▶ [SUPPLIED DATA]:
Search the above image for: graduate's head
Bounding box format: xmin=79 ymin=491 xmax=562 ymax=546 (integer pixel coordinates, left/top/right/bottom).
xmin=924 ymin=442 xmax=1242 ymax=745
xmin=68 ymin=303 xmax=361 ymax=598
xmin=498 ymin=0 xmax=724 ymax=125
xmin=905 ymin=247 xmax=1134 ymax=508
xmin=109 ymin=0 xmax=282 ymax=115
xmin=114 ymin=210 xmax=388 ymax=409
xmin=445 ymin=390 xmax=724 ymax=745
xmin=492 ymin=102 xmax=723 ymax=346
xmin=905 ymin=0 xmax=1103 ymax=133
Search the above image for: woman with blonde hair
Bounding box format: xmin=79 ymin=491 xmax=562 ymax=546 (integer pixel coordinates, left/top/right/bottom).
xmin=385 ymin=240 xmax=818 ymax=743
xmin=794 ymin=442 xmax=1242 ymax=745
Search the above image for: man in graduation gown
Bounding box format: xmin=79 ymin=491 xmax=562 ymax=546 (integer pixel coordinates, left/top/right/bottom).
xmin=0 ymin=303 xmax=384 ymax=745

▶ [WORK TO DO]: Recast all of the data above as a numbered list, omitting any blank lines.

▶ [SOLUTION FOR THIS EXERCISE]:
1. Search the above image for: graduate's head
2. Bounding box format: xmin=79 ymin=491 xmax=562 ymax=546 (integer pixel coordinates, left/top/right/bottom).
3. xmin=924 ymin=442 xmax=1242 ymax=745
4. xmin=68 ymin=303 xmax=361 ymax=598
5. xmin=498 ymin=0 xmax=724 ymax=125
6. xmin=905 ymin=247 xmax=1134 ymax=508
7. xmin=109 ymin=0 xmax=282 ymax=115
8. xmin=114 ymin=210 xmax=388 ymax=409
9. xmin=445 ymin=390 xmax=724 ymax=745
10. xmin=492 ymin=102 xmax=723 ymax=346
11. xmin=905 ymin=0 xmax=1103 ymax=133
12. Search the above image for: woman with blonde hair
13. Bounding box format: xmin=79 ymin=491 xmax=562 ymax=546 (integer pixel coordinates, left/top/right/bottom).
14. xmin=385 ymin=240 xmax=818 ymax=743
15. xmin=794 ymin=442 xmax=1242 ymax=745
16. Search the above image for: man in graduation gown
17. Bounding box format: xmin=79 ymin=491 xmax=562 ymax=546 (integer pixel coordinates, left/top/right/bottom).
18. xmin=0 ymin=303 xmax=384 ymax=745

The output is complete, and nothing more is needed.